**TO DO**
The data should be transcribed in its entirety, word for word.

Point localization data

───

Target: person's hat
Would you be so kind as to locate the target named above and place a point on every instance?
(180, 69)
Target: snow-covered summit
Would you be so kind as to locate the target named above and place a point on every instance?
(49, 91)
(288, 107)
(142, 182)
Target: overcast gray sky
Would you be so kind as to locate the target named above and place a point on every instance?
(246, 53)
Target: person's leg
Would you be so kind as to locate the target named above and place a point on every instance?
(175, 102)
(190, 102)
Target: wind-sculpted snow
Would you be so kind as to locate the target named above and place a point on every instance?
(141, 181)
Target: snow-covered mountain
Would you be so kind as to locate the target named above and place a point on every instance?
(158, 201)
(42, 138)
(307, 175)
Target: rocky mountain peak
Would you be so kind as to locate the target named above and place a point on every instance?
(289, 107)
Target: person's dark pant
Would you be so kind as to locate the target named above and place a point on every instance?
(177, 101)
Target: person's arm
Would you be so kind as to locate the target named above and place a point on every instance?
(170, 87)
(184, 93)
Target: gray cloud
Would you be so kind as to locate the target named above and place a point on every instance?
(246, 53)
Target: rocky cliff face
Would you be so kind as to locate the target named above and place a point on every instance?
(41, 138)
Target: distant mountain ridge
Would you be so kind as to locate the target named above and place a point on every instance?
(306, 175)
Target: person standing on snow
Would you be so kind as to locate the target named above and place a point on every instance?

───

**SOLUTION BELOW**
Target: person's hat
Would you be so kind as to locate the target named above and place a point on every instance?
(180, 69)
Target: snow-covered summit
Would you be so kind as to locate the target named above and place a point on every instance?
(49, 91)
(288, 107)
(142, 182)
Target: overcast gray sky
Would you be so kind as to locate the target named above and place a point on every instance?
(246, 53)
Target: person's leg
Would you be so kind as to locate the target named above and place a point on every instance?
(175, 102)
(190, 102)
Target: wind-sculpted snow
Would you be so kind as to locate the target named above and place a point on every instance?
(141, 181)
Target: snow-covered mountain
Would you be so kind as to locate the target named above and place a point on every instance?
(158, 201)
(42, 138)
(307, 175)
Target: rocky mountain peak
Would you be so kind as to locate the target named above and place a point on every instance?
(289, 107)
Target: person's dark pant
Would you be so kind as to locate the target named above and place a point on every instance?
(177, 101)
Target: person's arm
Would you be so kind as to locate the target named above and place a point on every instance?
(170, 87)
(184, 93)
Target: gray cloud
Would you be so kind as to locate the target named above and place a point on every instance?
(246, 53)
Target: rocky cliff face
Would you be so kind as to locate the target named above and place a point on every instance?
(41, 138)
Target: distant mountain ridge
Would you be so kind as to locate the target named above and place a point on every instance?
(306, 175)
Target: person standing on snow
Would you be so kind as to locate the target named above and place a point on every instance?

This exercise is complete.